# DATASET EXTRACT
____________________

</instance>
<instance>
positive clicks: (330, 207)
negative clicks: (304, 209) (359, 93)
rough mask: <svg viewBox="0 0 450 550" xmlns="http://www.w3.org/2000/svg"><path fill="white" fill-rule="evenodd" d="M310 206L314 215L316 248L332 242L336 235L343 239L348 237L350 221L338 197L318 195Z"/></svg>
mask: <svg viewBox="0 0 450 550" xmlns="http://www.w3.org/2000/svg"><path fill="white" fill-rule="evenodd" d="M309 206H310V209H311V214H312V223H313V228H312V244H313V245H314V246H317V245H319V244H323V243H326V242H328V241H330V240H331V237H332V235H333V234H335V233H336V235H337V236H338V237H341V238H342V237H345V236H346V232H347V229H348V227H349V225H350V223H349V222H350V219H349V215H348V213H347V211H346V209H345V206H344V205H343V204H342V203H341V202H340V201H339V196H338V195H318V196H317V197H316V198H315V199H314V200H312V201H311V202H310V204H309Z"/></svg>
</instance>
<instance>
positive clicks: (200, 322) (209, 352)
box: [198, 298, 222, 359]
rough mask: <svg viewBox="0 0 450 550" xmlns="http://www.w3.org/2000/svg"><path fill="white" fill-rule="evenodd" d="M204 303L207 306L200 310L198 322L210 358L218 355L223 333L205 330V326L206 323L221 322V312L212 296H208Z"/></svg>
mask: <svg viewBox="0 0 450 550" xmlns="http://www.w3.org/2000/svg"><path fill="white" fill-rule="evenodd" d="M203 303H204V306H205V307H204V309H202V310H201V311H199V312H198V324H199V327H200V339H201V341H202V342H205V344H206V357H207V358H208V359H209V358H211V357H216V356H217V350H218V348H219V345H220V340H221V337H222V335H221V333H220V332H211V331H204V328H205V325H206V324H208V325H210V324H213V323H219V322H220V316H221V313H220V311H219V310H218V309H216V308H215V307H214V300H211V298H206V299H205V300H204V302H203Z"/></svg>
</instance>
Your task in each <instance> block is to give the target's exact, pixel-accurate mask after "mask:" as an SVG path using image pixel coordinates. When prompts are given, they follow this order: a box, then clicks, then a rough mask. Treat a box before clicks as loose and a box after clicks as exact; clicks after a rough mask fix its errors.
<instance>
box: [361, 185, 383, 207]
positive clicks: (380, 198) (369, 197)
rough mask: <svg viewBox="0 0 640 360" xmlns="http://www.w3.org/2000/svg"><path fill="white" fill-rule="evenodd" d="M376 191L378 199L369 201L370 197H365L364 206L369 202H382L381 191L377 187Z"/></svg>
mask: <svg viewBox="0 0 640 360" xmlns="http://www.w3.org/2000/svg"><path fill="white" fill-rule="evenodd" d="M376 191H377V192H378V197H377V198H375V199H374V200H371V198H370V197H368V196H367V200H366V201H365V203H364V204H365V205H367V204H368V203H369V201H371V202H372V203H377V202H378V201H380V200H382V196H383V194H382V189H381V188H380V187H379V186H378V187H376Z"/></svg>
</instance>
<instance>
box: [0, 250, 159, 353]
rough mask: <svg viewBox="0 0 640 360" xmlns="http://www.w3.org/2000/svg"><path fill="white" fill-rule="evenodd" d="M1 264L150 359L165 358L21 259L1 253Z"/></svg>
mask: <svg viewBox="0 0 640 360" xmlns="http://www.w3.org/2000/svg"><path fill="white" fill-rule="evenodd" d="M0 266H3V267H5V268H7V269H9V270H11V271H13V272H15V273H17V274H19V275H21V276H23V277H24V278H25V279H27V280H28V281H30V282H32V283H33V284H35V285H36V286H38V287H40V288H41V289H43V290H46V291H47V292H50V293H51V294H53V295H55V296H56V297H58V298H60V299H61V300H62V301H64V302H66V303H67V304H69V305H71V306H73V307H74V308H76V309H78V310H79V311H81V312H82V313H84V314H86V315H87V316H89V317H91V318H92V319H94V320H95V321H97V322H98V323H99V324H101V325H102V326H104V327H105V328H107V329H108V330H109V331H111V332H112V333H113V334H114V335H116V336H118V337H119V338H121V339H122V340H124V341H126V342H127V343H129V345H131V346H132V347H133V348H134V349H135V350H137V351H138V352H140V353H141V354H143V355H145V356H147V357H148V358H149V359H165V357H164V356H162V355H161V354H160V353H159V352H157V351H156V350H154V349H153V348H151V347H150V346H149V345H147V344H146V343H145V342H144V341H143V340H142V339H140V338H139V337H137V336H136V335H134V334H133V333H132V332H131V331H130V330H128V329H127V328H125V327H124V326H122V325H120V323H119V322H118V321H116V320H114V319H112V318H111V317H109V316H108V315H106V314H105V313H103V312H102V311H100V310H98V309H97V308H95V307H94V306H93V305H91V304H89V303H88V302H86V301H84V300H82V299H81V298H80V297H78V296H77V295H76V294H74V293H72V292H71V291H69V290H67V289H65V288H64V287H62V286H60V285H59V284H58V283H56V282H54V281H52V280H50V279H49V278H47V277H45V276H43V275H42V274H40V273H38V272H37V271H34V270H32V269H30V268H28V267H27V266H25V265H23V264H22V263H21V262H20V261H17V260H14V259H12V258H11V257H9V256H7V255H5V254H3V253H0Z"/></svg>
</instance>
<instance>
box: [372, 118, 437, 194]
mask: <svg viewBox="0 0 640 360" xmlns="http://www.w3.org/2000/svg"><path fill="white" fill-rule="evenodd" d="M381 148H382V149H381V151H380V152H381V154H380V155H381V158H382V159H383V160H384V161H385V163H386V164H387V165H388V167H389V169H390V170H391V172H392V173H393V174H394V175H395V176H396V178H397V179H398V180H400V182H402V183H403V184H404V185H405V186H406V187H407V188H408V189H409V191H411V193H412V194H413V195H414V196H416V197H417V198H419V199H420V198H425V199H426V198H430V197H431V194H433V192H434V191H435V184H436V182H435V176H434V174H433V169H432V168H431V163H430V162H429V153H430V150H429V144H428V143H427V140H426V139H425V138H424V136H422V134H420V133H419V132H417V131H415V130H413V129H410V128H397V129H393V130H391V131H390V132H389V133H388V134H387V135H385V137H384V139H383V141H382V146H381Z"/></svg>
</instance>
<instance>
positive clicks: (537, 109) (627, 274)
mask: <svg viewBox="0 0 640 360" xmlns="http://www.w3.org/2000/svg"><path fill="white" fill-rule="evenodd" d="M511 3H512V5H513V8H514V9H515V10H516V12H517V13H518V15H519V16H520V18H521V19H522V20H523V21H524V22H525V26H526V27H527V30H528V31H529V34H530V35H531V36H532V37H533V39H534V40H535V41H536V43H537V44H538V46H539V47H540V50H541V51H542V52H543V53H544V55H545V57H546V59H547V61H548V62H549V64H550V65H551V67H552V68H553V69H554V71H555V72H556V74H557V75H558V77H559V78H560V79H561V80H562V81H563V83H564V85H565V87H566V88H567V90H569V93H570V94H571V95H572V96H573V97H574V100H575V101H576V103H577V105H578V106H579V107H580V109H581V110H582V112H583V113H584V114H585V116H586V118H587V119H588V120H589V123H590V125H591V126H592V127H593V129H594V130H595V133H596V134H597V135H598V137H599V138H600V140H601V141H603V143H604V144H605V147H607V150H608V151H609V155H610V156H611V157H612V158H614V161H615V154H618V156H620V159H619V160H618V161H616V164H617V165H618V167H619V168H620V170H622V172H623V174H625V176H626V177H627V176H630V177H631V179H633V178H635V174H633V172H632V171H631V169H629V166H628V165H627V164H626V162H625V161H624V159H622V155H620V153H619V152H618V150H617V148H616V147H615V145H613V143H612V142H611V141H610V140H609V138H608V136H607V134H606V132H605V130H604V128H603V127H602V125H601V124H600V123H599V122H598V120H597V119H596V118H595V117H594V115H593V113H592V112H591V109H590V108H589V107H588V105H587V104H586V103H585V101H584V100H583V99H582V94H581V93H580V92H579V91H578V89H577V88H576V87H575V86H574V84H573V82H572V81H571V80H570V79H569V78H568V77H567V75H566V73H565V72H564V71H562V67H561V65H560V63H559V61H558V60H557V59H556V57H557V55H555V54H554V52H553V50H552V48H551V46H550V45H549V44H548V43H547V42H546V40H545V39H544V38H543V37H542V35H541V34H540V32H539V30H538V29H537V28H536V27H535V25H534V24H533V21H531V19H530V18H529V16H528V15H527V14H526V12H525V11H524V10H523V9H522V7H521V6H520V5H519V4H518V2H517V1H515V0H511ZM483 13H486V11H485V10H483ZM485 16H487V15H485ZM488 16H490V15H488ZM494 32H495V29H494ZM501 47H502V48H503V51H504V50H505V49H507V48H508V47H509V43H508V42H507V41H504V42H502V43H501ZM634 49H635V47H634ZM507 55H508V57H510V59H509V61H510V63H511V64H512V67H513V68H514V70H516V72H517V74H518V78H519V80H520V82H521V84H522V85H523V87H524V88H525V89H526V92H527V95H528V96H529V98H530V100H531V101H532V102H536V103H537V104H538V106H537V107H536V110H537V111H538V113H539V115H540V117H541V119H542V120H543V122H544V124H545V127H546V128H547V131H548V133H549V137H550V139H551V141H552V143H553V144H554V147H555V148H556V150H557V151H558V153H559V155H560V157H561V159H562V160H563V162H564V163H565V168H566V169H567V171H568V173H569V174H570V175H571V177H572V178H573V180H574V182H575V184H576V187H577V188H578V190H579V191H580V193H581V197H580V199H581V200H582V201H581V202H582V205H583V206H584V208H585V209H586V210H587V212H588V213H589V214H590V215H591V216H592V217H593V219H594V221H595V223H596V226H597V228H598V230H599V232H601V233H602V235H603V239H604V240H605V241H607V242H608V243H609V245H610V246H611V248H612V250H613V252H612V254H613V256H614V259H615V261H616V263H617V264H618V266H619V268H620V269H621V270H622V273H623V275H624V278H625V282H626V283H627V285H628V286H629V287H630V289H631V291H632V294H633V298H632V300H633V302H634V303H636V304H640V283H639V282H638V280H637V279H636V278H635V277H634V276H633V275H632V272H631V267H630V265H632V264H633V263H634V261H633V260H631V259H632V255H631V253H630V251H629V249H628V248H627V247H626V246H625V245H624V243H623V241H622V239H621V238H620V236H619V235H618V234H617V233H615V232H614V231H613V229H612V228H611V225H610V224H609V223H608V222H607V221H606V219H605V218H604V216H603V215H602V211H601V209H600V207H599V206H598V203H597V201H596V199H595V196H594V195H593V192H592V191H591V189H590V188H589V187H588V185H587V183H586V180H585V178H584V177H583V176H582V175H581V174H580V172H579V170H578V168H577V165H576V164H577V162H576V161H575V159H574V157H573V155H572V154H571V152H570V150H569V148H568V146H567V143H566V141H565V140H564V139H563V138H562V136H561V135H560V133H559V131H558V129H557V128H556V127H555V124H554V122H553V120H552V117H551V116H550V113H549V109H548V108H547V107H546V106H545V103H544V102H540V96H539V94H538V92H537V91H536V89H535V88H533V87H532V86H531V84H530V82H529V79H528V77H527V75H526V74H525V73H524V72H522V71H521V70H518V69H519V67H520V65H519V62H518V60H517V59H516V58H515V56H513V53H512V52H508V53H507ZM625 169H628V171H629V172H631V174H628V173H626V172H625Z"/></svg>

____________________

# EXERCISE DIRECTIONS
Could you write out exactly the lines above, starting at the first one and ending with the line that has "box: [198, 298, 222, 359]"?

# EXERCISE RESULT
</instance>
<instance>
positive clicks: (330, 207)
negative clicks: (304, 209) (359, 93)
rough mask: <svg viewBox="0 0 450 550" xmlns="http://www.w3.org/2000/svg"><path fill="white" fill-rule="evenodd" d="M310 206L314 215L316 248L332 242L336 235L343 239L348 237L350 221L338 197L318 195Z"/></svg>
mask: <svg viewBox="0 0 450 550" xmlns="http://www.w3.org/2000/svg"><path fill="white" fill-rule="evenodd" d="M309 206H310V209H311V214H312V223H313V228H312V244H313V245H314V246H317V245H319V244H323V243H326V242H328V241H330V240H331V237H332V235H333V234H335V233H336V235H337V236H338V237H341V238H342V237H345V236H346V232H347V229H348V227H349V225H350V223H349V222H350V219H349V215H348V213H347V211H346V209H345V206H344V205H343V204H342V203H341V202H340V201H339V196H338V195H318V196H317V197H316V198H315V199H314V200H312V201H311V202H310V204H309Z"/></svg>
</instance>
<instance>
positive clicks: (200, 322) (209, 352)
box: [198, 298, 222, 359]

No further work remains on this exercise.